Verilen metin:
Zekât, fitre, sadaka ve fidye gibi ibadetler bizi vermeye ve iyiliğe alıştırır, cimrilikten kurtarır. Cimrilikten kurtulmak bizi sadece cömert kılmakla kalmaz, aynı zamanda başımıza bir felaket gelip bütün malımızı kaybettiğimizde bunu metanetle karşılamayı öğretir. Kendisine uzanan eli boş çevirmemeyi öğretir. Fakirleri, yetimleri, kimsesizleri doyurmayı öğretir. Allah’ın kendisine bahşettiği rızıktan Allah yolunda harcamaya alışmayan insan servetini kaybettiğinde tutunacak bir dal bulamaz.
Sosyalleşme ve oruç
İftarlarda, teravihte ve beş vakit namazda daha çok insanla bir araya gelerek sosyalleşme sağlanır. Ramazan ayı buluşmanın, kaynaşmanın, tanışmanın, bir araya gelmenin en yoğun yaşandığı aydır. İnsan, yalnız olmadığını anlar ramazan ayında. Çevresinde dostluk kuracak, dayanışma içinde olacak kimselerin de var olduğunu fark eder. Kimsesizlerin, hastaların, muhtaçların varlığından haberdar olur.

Kayıtlar:
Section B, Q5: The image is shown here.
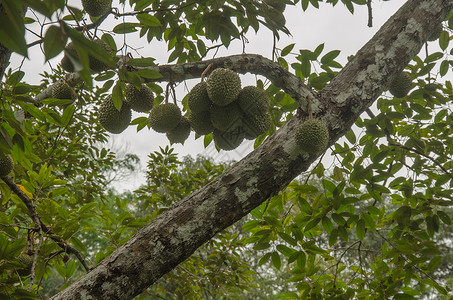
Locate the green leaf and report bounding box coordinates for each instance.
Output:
[356,219,365,241]
[43,25,68,61]
[280,44,295,56]
[61,104,76,127]
[439,30,450,50]
[0,0,28,57]
[437,210,451,225]
[137,14,162,27]
[321,50,340,64]
[127,57,156,67]
[271,251,282,270]
[113,23,141,34]
[439,60,450,77]
[112,81,124,111]
[138,69,162,79]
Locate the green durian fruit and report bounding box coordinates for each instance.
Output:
[242,112,272,140]
[211,102,242,131]
[206,68,241,106]
[125,83,154,112]
[389,72,412,98]
[167,117,190,144]
[264,0,286,12]
[189,111,214,135]
[187,81,212,113]
[98,95,132,133]
[149,103,181,133]
[296,119,329,154]
[237,86,269,115]
[428,23,443,42]
[212,128,244,151]
[0,153,14,177]
[82,0,112,17]
[88,39,113,73]
[52,81,77,100]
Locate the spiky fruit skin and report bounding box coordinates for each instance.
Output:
[89,39,112,73]
[206,68,241,106]
[389,72,412,98]
[167,117,190,144]
[149,103,181,133]
[17,253,33,268]
[187,81,212,113]
[98,95,132,134]
[52,81,77,100]
[189,111,214,135]
[0,153,14,177]
[428,23,443,42]
[82,0,112,17]
[296,119,329,154]
[125,83,154,112]
[211,102,241,131]
[212,129,244,151]
[242,113,272,140]
[264,0,286,12]
[237,86,269,115]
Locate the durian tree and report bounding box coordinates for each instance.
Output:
[0,0,453,299]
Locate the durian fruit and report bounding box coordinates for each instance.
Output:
[242,112,272,140]
[211,102,242,131]
[206,68,241,106]
[264,0,286,12]
[189,111,214,135]
[428,23,443,42]
[187,81,212,113]
[389,72,412,98]
[60,42,77,72]
[167,117,190,144]
[98,95,132,133]
[88,39,113,73]
[149,103,181,133]
[0,153,14,177]
[52,81,77,100]
[212,128,244,151]
[296,119,329,154]
[237,86,269,115]
[125,83,154,112]
[82,0,112,17]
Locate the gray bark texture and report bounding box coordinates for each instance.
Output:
[53,0,453,299]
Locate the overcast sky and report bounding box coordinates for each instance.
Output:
[11,0,444,190]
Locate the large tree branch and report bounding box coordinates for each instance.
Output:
[53,0,453,299]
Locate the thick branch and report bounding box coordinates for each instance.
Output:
[53,0,453,299]
[1,176,90,272]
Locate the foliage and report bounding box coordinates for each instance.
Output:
[0,0,453,299]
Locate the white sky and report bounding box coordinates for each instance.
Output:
[11,0,438,190]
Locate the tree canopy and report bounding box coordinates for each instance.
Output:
[0,0,453,299]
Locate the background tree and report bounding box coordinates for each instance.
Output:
[0,0,453,299]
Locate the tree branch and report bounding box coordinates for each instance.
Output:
[52,0,453,299]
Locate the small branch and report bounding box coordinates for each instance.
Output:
[1,176,90,272]
[366,0,373,27]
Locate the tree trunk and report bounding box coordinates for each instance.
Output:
[53,0,453,299]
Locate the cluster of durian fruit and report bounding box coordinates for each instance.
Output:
[98,68,271,150]
[187,68,271,150]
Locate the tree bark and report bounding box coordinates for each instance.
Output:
[53,0,453,299]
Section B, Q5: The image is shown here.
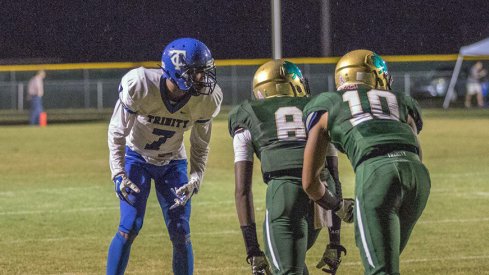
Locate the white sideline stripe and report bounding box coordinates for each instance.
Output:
[355,198,375,268]
[265,209,280,271]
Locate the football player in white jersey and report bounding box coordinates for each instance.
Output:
[107,38,222,274]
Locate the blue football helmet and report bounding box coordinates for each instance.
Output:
[161,38,216,95]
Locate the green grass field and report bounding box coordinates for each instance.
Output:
[0,110,489,275]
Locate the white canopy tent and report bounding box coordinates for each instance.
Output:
[443,37,489,109]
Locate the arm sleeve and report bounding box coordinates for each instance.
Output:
[190,120,212,186]
[233,128,253,163]
[108,100,136,179]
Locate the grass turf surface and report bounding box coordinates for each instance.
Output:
[0,110,489,274]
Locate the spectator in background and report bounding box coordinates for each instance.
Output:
[27,70,46,125]
[465,61,487,108]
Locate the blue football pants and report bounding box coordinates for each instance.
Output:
[107,148,193,275]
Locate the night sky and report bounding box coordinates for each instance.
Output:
[0,0,489,64]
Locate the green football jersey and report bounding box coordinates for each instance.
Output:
[304,86,423,167]
[229,97,309,173]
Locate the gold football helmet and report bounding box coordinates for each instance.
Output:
[335,50,392,90]
[253,59,309,99]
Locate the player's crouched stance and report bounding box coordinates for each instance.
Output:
[107,38,222,274]
[229,59,353,274]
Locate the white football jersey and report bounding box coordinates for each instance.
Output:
[109,67,222,179]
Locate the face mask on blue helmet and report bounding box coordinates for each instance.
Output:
[161,38,216,95]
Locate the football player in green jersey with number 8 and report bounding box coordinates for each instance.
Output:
[229,59,353,274]
[302,50,431,274]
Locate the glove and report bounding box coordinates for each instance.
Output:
[246,254,272,275]
[170,178,199,210]
[114,174,140,205]
[335,199,355,223]
[316,244,346,275]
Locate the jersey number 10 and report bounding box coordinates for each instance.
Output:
[343,90,399,126]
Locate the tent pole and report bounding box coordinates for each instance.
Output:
[443,54,464,109]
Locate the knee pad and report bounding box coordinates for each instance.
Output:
[117,230,138,243]
[170,234,192,247]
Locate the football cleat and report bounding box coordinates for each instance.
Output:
[246,253,272,275]
[316,244,346,274]
[253,59,310,99]
[161,38,216,95]
[335,50,392,91]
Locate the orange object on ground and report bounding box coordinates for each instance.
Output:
[39,112,48,127]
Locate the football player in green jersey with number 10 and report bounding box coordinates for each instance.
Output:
[302,50,431,274]
[229,59,353,274]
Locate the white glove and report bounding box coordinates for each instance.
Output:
[114,174,140,205]
[170,178,200,210]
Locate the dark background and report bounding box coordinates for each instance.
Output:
[0,0,489,64]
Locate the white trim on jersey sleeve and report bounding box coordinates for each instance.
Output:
[233,129,254,163]
[119,67,146,113]
[190,121,212,191]
[326,142,338,157]
[108,100,136,179]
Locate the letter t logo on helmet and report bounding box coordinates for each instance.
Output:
[161,38,216,95]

Yapılacaklar:
- A) Zekât ve ramazan metnine göre aşağıdaki soruları cevaplayın.
(i) Zekât, fitre, sadaka ve fidye gibi ibadetler bizi neyden kurtarır?
(ii) Sosyalleşme hangi vesilelerle daha çok insanla bir araya gelinerek sağlanır?
(iii) İnsan ramazan ayında kimlerin varlığından haberdar olur?
- B) Aşağıdaki ifadeler zekât ve ramazan metniyle uyuşuyor mu? Her biri için evet ya da hayır deyin ve metinden belirleyici sözleri aynen alıntılayın.
(i) Cimrilikten kurtulmak insanı yalnızca cömert kılar.
(ii) Ramazan ayı, bir araya gelmenin en yoğun yaşandığı aydır.
(iii) Allah yolunda harcamaya alışmayan insan, servetini kaybettiğinde tutunacak bir dal bulur.
- C) Zekât ve ramazan metnini son cümlesinden sonra sürdürün.

Cevaplar:
- A)
(i) Cimrilikten.
(ii) İftarlarda, teravihte ve beş vakit namazda.
(iii) Kimsesizlerin, hastaların ve muhtaçların.

- B)
(i) Hayır: "bizi sadece cömert kılmakla kalmaz"
(ii) Evet: "Ramazan ayı buluşmanın, kaynaşmanın, tanışmanın, bir araya gelmenin en yoğun yaşandığı aydır."
(iii) Hayır: "servetini kaybettiğinde tutunacak bir dal bulamaz"

- C)
Görüldüğü gibi ramazan ve oruç kişiyi madden ve manen kuşatır. İyilikleri devam ettirebilecek güç kazandırır. Zira iyilik yapmak ve güçlüklere tahammül belli bir zaman dilimiyle sınırlandırılamaz. Ramazan ayı bize her yıl kendimizi yenileme, iyiliklerle bezenme, kötülüklerden arınma ve zor şartlara hazırlanma fırsatı verir. Şu hadis-i şerif konumuzu özetlemektedir: “Ramazan ayı geldiğinde cennetin kapıları açılır, cehennemin kapıları kapanır, şeytanın ayakları bağlanır.” (Buhari, Savm, 8-9.) Burada cennetin kapılarının açılması iyiliklerle bezenme, cehennemin kapılarının kapanması kötülüklerden arınma, şeytanın ayaklarının bağlanması ise zor şartlara tahammül şeklinde anlaşılabilir.
Sonuç olarak; ramazanı iyi değerlendiren, ramazandan sonra karşılaşabileceği her türlü zorluğa karşı dayanma gücü kazanır. Alıştığı iyilikleri ve güzellikleri devam ettirme imkânı elde eder. Bunu her yıl tekrar eden mümin, ömrünü ramazana dönüştürmüş olur. Ramazana dönüşen ömür ise iyiliğe adanmış bir ömür olur.